━━━━━ Extracted data

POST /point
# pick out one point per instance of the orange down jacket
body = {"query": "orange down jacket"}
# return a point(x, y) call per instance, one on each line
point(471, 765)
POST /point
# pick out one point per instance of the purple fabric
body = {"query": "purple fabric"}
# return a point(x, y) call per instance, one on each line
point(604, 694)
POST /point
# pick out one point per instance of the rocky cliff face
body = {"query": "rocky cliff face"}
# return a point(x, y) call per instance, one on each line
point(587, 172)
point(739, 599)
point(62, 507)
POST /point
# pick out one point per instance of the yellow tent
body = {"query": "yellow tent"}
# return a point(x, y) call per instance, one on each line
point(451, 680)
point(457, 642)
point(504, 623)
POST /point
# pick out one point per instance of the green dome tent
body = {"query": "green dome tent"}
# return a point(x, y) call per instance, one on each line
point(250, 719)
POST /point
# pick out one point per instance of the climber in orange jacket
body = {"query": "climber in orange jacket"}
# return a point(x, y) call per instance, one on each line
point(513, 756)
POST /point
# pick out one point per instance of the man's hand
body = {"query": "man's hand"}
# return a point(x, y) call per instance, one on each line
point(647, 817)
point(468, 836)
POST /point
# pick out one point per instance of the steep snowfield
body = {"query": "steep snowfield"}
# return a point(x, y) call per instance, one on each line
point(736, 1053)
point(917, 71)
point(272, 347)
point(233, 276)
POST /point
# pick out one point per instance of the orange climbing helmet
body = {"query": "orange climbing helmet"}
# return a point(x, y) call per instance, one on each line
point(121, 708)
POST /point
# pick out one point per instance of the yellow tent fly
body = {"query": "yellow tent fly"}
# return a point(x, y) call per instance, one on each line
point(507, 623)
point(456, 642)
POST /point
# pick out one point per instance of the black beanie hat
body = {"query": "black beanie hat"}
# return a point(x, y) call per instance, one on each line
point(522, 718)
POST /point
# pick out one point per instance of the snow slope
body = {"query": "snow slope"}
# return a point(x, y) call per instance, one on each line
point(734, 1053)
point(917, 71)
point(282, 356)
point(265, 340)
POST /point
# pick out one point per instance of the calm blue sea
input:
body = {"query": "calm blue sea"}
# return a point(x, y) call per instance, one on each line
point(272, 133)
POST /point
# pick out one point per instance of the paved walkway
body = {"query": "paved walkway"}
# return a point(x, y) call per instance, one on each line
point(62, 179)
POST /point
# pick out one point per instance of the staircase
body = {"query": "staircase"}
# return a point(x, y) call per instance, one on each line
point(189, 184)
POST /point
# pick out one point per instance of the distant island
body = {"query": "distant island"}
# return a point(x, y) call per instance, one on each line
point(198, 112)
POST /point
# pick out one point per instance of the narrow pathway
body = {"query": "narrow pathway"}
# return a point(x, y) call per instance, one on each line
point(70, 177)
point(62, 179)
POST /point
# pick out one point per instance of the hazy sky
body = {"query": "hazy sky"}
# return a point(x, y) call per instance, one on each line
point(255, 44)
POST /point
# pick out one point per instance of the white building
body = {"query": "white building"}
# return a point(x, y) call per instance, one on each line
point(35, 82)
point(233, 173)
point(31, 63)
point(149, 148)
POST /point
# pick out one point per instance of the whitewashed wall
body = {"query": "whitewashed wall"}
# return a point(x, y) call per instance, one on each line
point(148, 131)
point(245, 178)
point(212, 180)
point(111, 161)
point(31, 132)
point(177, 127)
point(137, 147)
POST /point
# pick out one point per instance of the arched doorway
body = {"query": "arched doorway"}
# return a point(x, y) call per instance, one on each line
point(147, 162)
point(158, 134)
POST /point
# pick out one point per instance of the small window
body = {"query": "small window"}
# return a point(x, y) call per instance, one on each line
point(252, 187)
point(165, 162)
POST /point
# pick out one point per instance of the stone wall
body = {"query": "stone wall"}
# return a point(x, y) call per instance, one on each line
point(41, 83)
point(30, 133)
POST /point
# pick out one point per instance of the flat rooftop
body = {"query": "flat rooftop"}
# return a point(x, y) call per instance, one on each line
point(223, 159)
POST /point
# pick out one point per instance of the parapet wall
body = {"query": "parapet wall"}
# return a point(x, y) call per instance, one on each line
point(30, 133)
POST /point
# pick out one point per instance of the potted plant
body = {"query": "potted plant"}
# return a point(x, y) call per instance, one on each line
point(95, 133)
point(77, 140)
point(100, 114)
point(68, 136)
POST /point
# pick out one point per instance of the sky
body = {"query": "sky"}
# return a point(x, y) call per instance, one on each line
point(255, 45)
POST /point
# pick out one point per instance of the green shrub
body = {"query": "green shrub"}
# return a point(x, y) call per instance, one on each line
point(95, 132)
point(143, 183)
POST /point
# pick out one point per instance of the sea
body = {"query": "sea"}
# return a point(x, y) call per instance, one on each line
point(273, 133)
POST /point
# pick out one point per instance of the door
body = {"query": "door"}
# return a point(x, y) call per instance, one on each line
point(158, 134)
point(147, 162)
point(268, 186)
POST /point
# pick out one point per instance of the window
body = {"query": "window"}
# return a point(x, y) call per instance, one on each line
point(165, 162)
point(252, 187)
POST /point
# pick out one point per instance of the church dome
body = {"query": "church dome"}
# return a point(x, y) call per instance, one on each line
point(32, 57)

━━━━━━━━━━
━━━━━ Extracted data

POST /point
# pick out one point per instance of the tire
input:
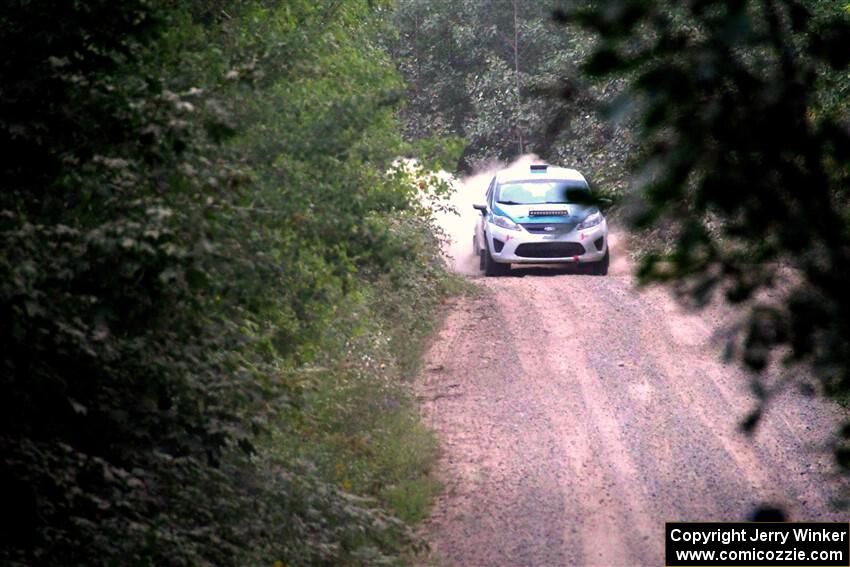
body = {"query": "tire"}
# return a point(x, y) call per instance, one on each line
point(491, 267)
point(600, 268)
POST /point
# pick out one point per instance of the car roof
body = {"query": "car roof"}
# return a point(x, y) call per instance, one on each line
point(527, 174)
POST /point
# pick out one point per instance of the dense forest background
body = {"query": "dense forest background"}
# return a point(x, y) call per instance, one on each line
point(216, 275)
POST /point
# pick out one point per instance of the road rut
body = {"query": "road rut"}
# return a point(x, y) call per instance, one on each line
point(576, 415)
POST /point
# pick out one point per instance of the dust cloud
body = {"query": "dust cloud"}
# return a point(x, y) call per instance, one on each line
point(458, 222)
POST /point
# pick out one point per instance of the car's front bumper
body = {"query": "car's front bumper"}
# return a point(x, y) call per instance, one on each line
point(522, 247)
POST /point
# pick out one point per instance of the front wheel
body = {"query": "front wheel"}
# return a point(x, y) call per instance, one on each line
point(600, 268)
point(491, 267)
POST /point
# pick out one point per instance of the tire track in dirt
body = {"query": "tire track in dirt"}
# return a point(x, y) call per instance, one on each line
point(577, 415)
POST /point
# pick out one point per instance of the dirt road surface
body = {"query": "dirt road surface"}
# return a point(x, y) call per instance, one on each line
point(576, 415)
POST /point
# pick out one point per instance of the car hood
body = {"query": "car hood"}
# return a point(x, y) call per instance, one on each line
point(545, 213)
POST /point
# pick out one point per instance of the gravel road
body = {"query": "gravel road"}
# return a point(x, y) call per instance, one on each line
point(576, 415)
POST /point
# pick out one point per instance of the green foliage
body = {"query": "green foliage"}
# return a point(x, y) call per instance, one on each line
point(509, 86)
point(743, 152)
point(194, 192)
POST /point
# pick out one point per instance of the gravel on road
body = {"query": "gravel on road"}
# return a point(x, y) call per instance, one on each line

━━━━━━━━━━

**Task details**
Gather every line from the records above that contains the string "tent", and copy each one in full.

**Output for this task**
# pick out one point per instance of the yellow tent
body = {"query": "yellow tent"}
# pick out one point per instance of the green dome tent
body = {"query": "green dome tent"}
# pick out one point per instance of the yellow tent fly
body = {"query": "yellow tent fly"}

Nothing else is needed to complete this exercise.